=== EXERCISE DESCRIPTION ===
Extract each line in the entries below that contains the word "flower", copying it in full.

=== AVAILABLE RECORDS ===
╭──
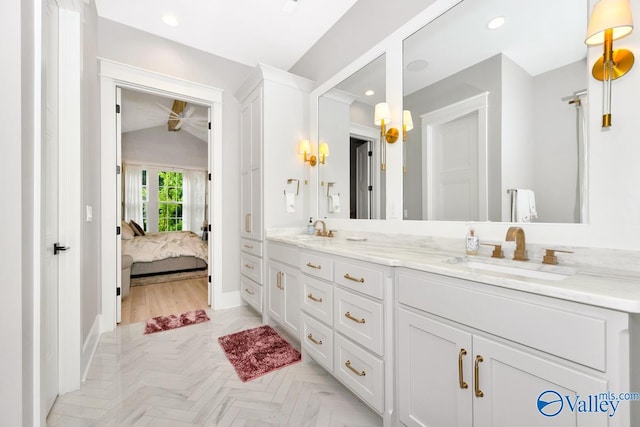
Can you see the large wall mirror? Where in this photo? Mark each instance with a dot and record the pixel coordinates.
(350, 178)
(498, 115)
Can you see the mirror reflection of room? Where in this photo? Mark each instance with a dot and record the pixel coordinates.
(498, 107)
(351, 181)
(164, 198)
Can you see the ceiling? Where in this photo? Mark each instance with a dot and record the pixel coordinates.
(143, 110)
(272, 32)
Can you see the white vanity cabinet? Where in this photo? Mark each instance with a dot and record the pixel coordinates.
(283, 295)
(273, 115)
(474, 355)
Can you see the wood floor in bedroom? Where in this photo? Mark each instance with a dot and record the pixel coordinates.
(161, 299)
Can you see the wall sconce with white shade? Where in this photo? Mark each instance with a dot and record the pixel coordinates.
(323, 152)
(610, 20)
(305, 150)
(382, 117)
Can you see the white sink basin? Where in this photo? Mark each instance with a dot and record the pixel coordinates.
(518, 271)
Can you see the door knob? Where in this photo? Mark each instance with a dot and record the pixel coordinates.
(57, 248)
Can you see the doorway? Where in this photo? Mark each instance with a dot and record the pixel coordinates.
(112, 76)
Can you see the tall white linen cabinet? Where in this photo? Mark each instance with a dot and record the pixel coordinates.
(274, 118)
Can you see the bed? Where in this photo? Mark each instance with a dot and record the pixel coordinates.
(166, 252)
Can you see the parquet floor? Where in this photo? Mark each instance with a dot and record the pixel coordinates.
(182, 378)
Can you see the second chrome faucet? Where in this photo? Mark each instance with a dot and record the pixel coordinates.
(517, 234)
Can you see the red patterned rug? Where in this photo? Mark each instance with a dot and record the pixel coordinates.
(258, 351)
(173, 321)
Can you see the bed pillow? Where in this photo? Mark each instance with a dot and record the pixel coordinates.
(139, 231)
(126, 231)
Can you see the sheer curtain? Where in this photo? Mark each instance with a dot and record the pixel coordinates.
(133, 193)
(193, 200)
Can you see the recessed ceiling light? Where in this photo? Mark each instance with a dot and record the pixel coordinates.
(496, 22)
(170, 20)
(417, 65)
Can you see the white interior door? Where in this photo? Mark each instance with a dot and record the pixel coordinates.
(363, 181)
(119, 204)
(50, 203)
(455, 161)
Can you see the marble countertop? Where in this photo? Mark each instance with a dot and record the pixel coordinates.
(603, 278)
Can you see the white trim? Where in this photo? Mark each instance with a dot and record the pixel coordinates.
(475, 104)
(112, 75)
(89, 348)
(70, 214)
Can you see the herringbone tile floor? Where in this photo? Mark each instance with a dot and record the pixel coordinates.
(182, 378)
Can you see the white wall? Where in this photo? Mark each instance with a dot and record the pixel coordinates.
(555, 135)
(157, 146)
(15, 119)
(137, 48)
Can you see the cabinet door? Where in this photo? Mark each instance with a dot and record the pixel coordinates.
(432, 390)
(275, 294)
(515, 384)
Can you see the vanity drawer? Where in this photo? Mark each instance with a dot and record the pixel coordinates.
(251, 292)
(252, 247)
(317, 340)
(532, 321)
(317, 299)
(316, 265)
(360, 278)
(359, 370)
(284, 253)
(251, 266)
(358, 318)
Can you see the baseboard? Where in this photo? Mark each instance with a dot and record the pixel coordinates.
(89, 348)
(227, 300)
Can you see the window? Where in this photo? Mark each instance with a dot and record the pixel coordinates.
(169, 201)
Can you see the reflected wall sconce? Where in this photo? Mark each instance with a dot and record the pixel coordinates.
(407, 123)
(305, 150)
(323, 152)
(610, 20)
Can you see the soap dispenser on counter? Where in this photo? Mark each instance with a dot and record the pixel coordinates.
(472, 242)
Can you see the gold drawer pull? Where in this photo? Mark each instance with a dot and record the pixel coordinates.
(463, 384)
(476, 380)
(311, 297)
(349, 316)
(313, 340)
(348, 277)
(355, 371)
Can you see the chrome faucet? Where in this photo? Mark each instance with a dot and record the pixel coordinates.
(322, 233)
(517, 234)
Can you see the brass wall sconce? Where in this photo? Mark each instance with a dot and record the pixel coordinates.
(305, 150)
(323, 152)
(407, 123)
(610, 20)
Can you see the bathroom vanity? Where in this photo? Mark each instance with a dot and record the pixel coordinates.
(428, 336)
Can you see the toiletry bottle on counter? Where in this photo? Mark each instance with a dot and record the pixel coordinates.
(473, 243)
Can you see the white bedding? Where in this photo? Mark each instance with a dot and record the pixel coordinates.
(157, 246)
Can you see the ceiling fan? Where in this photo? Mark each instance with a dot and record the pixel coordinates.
(179, 117)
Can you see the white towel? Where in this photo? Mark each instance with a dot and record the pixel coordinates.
(523, 207)
(334, 203)
(290, 200)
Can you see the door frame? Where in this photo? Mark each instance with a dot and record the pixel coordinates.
(371, 134)
(475, 104)
(112, 75)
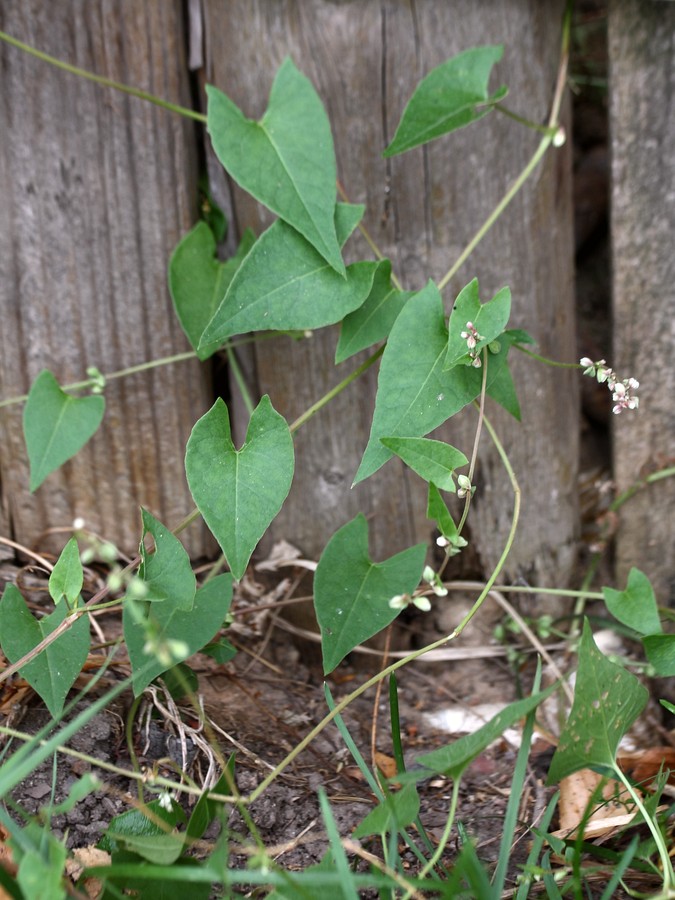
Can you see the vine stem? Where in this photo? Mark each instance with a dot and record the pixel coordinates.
(393, 667)
(102, 80)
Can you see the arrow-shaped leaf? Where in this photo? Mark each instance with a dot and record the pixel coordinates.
(435, 461)
(286, 160)
(189, 630)
(167, 572)
(451, 96)
(489, 319)
(414, 394)
(56, 425)
(53, 672)
(198, 281)
(239, 492)
(352, 593)
(607, 700)
(372, 321)
(284, 284)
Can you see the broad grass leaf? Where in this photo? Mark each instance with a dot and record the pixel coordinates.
(67, 577)
(607, 700)
(489, 319)
(166, 571)
(352, 593)
(414, 393)
(635, 607)
(198, 281)
(434, 461)
(373, 320)
(239, 492)
(453, 759)
(56, 425)
(286, 160)
(283, 284)
(53, 672)
(193, 628)
(451, 96)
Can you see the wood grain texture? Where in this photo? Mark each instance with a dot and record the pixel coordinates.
(96, 189)
(642, 119)
(364, 59)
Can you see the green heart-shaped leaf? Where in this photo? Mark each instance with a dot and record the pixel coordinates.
(284, 284)
(239, 492)
(56, 425)
(198, 281)
(53, 672)
(286, 160)
(190, 630)
(352, 593)
(451, 96)
(607, 700)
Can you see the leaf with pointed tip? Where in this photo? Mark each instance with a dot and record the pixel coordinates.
(451, 96)
(167, 572)
(434, 461)
(67, 577)
(489, 319)
(372, 321)
(286, 160)
(239, 492)
(607, 700)
(198, 281)
(352, 593)
(189, 629)
(414, 394)
(284, 285)
(453, 759)
(53, 672)
(56, 425)
(635, 607)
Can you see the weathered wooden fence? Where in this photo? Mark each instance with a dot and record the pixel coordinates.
(97, 187)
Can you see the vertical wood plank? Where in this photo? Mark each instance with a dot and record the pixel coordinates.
(364, 59)
(642, 122)
(96, 189)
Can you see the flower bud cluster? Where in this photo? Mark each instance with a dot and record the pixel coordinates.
(621, 389)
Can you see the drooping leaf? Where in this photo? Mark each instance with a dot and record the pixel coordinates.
(53, 672)
(67, 577)
(489, 319)
(198, 281)
(239, 492)
(166, 571)
(372, 321)
(438, 512)
(453, 759)
(660, 651)
(451, 96)
(149, 832)
(189, 629)
(286, 160)
(414, 394)
(283, 284)
(56, 425)
(434, 461)
(352, 593)
(635, 607)
(395, 813)
(607, 700)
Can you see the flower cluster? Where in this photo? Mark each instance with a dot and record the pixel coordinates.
(472, 338)
(621, 390)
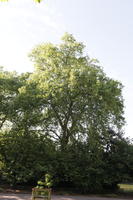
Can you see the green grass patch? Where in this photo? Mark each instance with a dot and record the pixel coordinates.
(126, 187)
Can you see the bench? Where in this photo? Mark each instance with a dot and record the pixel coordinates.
(38, 193)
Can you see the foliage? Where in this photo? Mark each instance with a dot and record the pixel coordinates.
(64, 119)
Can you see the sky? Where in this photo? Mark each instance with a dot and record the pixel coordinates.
(104, 26)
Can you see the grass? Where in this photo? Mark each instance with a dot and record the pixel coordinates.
(126, 187)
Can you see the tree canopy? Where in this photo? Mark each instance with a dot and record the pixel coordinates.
(66, 119)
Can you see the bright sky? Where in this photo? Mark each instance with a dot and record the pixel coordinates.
(104, 26)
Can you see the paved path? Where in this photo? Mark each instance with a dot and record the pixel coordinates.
(9, 196)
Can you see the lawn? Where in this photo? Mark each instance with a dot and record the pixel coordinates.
(126, 187)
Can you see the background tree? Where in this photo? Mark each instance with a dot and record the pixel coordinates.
(78, 100)
(65, 119)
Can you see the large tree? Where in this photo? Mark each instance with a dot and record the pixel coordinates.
(77, 100)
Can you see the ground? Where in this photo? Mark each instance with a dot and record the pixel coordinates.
(11, 196)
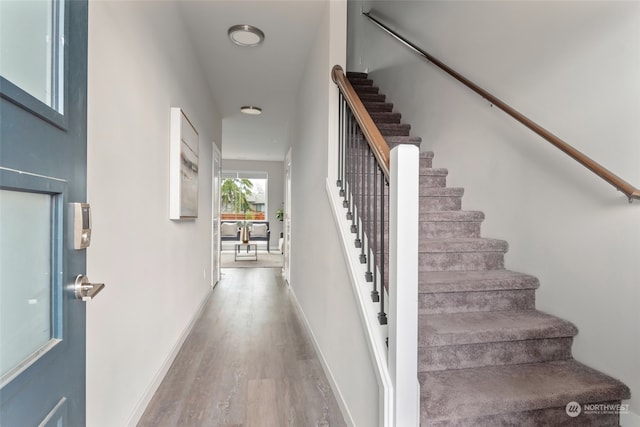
╰──
=== THE RESPONSE ===
Can you see the flower bud cluster? Where in this photo? Mark each instance with a dot and record the pixel coordinates.
Can you see the flower cluster? Where in this photo? Mark each instance with a dot and record the pixel coordinates.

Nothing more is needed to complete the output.